**What you will do**
- a) How does the post on Anthropic's multi-agent research system define a multi-agent system?
- b) Transcribe the stretch of the post on Anthropic's multi-agent research system from "I’ve been pretty" through "of that skepticism.".

#### Source document ####

Source URL: https://simonwillison.net/2025/Jun/14/multi-agent-research-system/#atom-everything
Source: Simon Willison’s Weblog
Title: Anthropic: How we built our multi-agent research system
Feedly Summary: Anthropic: How we built our multi-agent research system
OK, I’m sold on multi-agent LLM systems now.
I’ve been pretty skeptical of these until recently: why make your life more complicated by running multiple different prompts in parallel when you can usually get something useful done with a single, carefully-crafted prompt against a frontier model?
This detailed description from Anthropic about how they engineered their “Claude Research" tool has cured me of that skepticism.
Reverse engineering Claude Code had already shown me a mechanism where certain coding research tasks were passed off to a "sub-agent" using a tool call. This new article describes a more sophisticated approach.
They start strong by proving a clear definition of the term "agent":
A multi-agent system consists of multiple agents (LLMs autonomously using tools in a loop) working together. Our Research feature involves an agent that plans a research process based on user queries, and then uses tools to create parallel agents that search for information simultaneously.

#### Extracted material ####

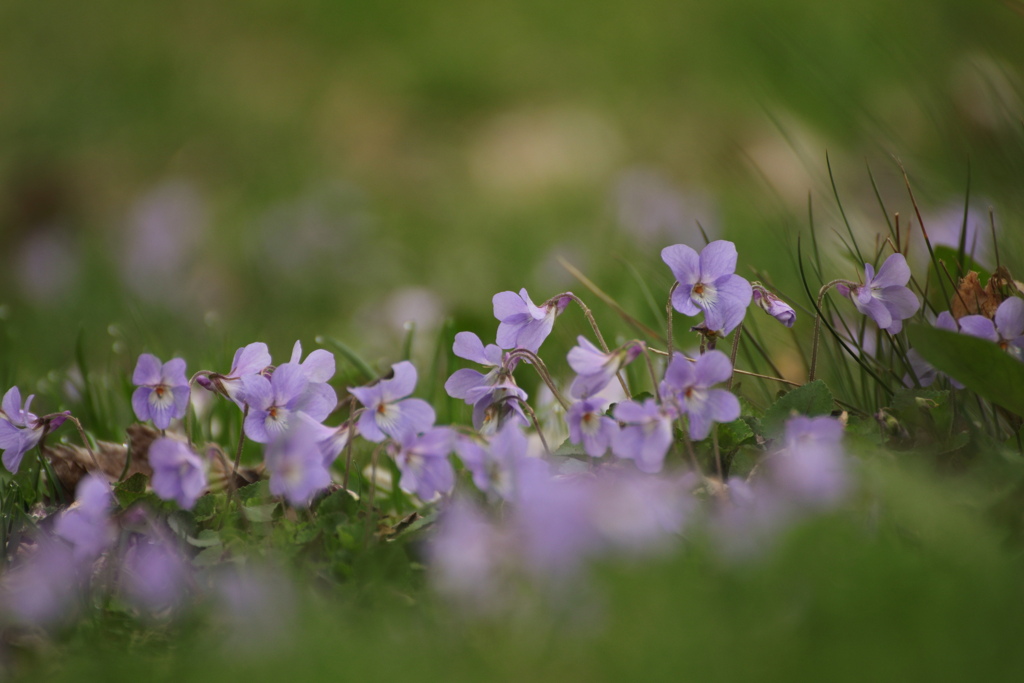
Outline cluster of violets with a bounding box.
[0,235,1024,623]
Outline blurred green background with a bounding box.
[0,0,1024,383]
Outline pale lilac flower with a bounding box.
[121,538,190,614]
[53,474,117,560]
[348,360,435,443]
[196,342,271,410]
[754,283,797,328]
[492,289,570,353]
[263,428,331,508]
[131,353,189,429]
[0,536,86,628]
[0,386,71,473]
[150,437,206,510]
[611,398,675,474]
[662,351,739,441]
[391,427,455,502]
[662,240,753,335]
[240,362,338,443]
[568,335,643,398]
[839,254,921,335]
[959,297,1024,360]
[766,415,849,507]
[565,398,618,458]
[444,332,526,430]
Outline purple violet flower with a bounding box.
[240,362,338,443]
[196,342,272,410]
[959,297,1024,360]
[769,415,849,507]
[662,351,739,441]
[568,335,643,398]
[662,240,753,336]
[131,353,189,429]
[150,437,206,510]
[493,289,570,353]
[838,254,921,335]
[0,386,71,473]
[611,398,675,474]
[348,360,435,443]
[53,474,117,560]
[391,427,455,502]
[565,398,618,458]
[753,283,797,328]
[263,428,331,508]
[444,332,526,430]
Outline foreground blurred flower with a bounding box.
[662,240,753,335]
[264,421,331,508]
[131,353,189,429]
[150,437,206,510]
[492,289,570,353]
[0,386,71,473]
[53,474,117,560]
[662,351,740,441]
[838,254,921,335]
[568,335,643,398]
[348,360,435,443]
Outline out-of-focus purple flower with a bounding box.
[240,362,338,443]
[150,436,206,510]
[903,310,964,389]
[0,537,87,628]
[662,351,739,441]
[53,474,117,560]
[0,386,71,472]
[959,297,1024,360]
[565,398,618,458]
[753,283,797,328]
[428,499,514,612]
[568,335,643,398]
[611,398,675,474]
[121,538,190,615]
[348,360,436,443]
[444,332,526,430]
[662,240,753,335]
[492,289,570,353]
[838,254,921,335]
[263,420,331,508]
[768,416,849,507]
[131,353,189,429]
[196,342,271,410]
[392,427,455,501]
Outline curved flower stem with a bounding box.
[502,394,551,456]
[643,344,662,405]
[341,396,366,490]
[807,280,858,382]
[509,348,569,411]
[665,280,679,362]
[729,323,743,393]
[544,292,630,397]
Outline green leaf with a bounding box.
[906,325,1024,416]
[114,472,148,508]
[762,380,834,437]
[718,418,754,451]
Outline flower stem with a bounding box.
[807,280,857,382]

####

**Responses by task**
- a) It is multiple agents (LLMs autonomously using tools in a loop) working together.

- b)
I’ve been pretty skeptical of these until recently: why make your life more complicated by running multiple different prompts in parallel when you can usually get something useful done with a single, carefully-crafted prompt against a frontier model?
This detailed description from Anthropic about how they engineered their “Claude Research" tool has cured me of that skepticism.